§ SUPPLIED TEXT
════════

Posts Tagged ‘Friends



Prague Castle across the river

Well, I can now check Prague off my list (get it???) and I am so happy to be able to say so. It is a fabulous city. I spent a fabulous weekend there in fabulous company and my heart broke when I had to leave after only a few short days. I stayed with Tiffany, an acquaintance from college and fellow Literature major who is now living in the city center’s Jewish Quarter and teaching English as a foreign language. We barely knew each other when I arrived at her gorgeous, old, high-ceilinged flat on Friday, but by the end of the weekend it felt as though I were visiting an old friend.

The city is full of Euro-posh restaurants, cafes and clubs, all blended seamlessly with its layers of colorful history. We started with lunch on Friday at a vegetarian-chic place called Lheka Hlava (Clear Head), where we sat in our own private room feeling healthy and oh so trendy. Then it was off to see Charles Bridge – completed in the early 15th century by Holy Roman Emperor and King of Bohemia, Charles IV – and the Prague castle, which dates back to the 13th century. They’re the kind of monumental, stunning sights that you dream of seeing in Europe and the sort of history, magic and romance that can only be found here.

That evening we got dressed up and saw the Czech Philharmonic Orchestra at the Rudolfinum, a lovely Neo-Renaissance building that provides the perfect stage for striking and beautifully overwhelming music. After the concert we ate a late dinner at a stylish and serene French-Asian fusion restaurant called Nostress, sitting and talking for hours over rose, salmon and steak.

════════

(Rows from an object pointing dataset)
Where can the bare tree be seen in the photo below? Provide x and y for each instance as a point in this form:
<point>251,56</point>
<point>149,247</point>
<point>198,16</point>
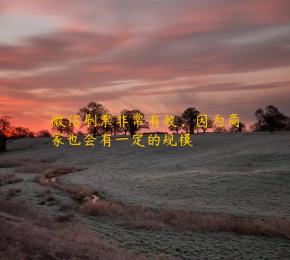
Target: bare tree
<point>94,111</point>
<point>240,128</point>
<point>190,116</point>
<point>63,127</point>
<point>5,127</point>
<point>178,123</point>
<point>131,125</point>
<point>270,119</point>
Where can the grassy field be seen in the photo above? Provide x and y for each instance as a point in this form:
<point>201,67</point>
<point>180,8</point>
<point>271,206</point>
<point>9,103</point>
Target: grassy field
<point>227,197</point>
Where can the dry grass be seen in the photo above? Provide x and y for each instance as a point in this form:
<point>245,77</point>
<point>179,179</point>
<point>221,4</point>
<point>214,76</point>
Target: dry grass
<point>9,179</point>
<point>140,217</point>
<point>26,234</point>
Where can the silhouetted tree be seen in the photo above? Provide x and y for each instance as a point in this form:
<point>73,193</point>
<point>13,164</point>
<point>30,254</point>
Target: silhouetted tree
<point>220,130</point>
<point>270,119</point>
<point>189,116</point>
<point>95,111</point>
<point>287,128</point>
<point>115,126</point>
<point>21,132</point>
<point>209,125</point>
<point>241,128</point>
<point>64,127</point>
<point>178,122</point>
<point>4,129</point>
<point>131,126</point>
<point>43,133</point>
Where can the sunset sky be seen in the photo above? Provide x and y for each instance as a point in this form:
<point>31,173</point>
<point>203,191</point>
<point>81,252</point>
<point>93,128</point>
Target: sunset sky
<point>160,56</point>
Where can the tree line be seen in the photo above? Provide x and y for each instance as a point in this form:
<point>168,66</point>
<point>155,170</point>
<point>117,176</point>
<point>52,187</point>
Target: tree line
<point>268,119</point>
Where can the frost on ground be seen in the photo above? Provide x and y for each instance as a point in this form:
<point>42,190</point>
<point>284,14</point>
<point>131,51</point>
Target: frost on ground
<point>241,175</point>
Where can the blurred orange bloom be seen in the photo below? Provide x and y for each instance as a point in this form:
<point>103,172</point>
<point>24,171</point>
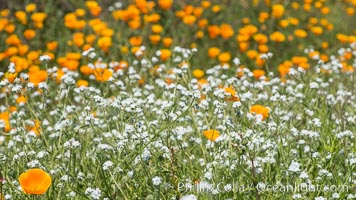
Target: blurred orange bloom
<point>35,181</point>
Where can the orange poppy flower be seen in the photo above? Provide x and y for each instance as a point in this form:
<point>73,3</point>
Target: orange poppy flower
<point>165,4</point>
<point>212,135</point>
<point>231,90</point>
<point>224,57</point>
<point>226,31</point>
<point>277,10</point>
<point>35,181</point>
<point>260,110</point>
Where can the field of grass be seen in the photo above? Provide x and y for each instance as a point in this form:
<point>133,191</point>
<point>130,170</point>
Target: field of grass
<point>163,99</point>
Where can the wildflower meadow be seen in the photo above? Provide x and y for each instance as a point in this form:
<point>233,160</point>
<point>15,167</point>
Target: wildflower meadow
<point>177,99</point>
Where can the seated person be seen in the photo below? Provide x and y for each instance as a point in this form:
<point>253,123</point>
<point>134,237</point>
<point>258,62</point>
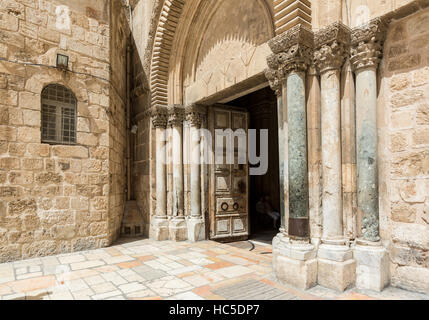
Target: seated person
<point>264,207</point>
<point>270,212</point>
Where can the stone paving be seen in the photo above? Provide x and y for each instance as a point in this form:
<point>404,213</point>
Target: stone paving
<point>149,270</point>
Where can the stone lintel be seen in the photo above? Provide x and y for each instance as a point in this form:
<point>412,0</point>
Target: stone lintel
<point>331,47</point>
<point>367,44</point>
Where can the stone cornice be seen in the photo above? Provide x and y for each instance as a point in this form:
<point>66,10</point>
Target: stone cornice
<point>367,44</point>
<point>159,116</point>
<point>195,115</point>
<point>292,52</point>
<point>176,115</point>
<point>332,47</point>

════════

§ WORK INSTRUCTIONS
- A) Answer these questions about the Prague travel post:
(i) In which part of the city is Tiffany living?
(ii) What does the restaurant name Lheka Hlava mean?
(iii) In which building did the Czech Philharmonic Orchestra perform?
- B) Carry on with the Prague travel post, starting right after its final sentence.

§ ANSWERS FOR THE EXERCISE
- A)
(i) The Jewish Quarter in the city center.
(ii) Clear Head.
(iii) The Rudolfinum.

- B)
Saturday was spent strolling through the gorgeous Prague streets, admiring one fabulous building after another. I’ve now hardly written anything and find myself running out of adequate adjectives, so please bear with me. Tiffany introduced me to famous Czech Art Nouveau artist, Alphonse Mucha, whom I can’t get enough of. The women in his paintings are reminiscent of Greek and Roman figures and framed by the kind of rich, elaborate detail and color that was popular in the early 20th century. Each one is gorgeous, sumptuous and endlessly evocative.

Next, we spent a little time in the Museum of Communism to learn about the city’s tumultuous past; it provided a somber insight on the darkness and dictatorship from which Prague has only recently emerged and begun to rebuild into the jewel it is today. The revolution was in 1989; violence in the fight against communism erupted in the streets of Prague as (Tiffany pointed out) we were probably sitting at home watching Disney movies, worlds away from the oppression the Czech people survived.

The image we left with was of the huge Wenceslas Square, every inch packed with people in protest of the Communist occupation. We left the museum – housed in an old castle that is also now home to a casino and a McDonald’s – and headed for Wenceslas, turning the corner into the square and walking down the crowded boulevard that now thrives with shops, hotels and restaurants. At the head of the square, outside the National Museum, lies a subtle and graceful memorial to Jan Palach, the student (not even twenty-one) who set fire to himself in 1969 in protest of the Soviet invasion of Prague. The area is now alive with peaceful commerce and expression, and he is remembered by a mound under the brick on the ground, a black cross and a few roses that lay over it.

Old Town Square was also buzzing that evening with the opening of the Christmas Market and the lighting of the big tree – the tree is smaller than it used to be because allegedly the larger one that was once used fell on an unassuming British tourist and paralyzed him. The square was packed to an almost impossible degree with locals and tourists enjoying the holiday music, treats and lights. After coffee at the Globe, we braved the crowd for as long as we could before taking shelter in a traditional Czech restaurant where we warmed up with some local fare: cheese soaked in beer, fried cheese, potatoes galore, and some sort of pot roast, all washed down with some dark Czech beer. I mean, I couldn’t eat trendy food all weekend.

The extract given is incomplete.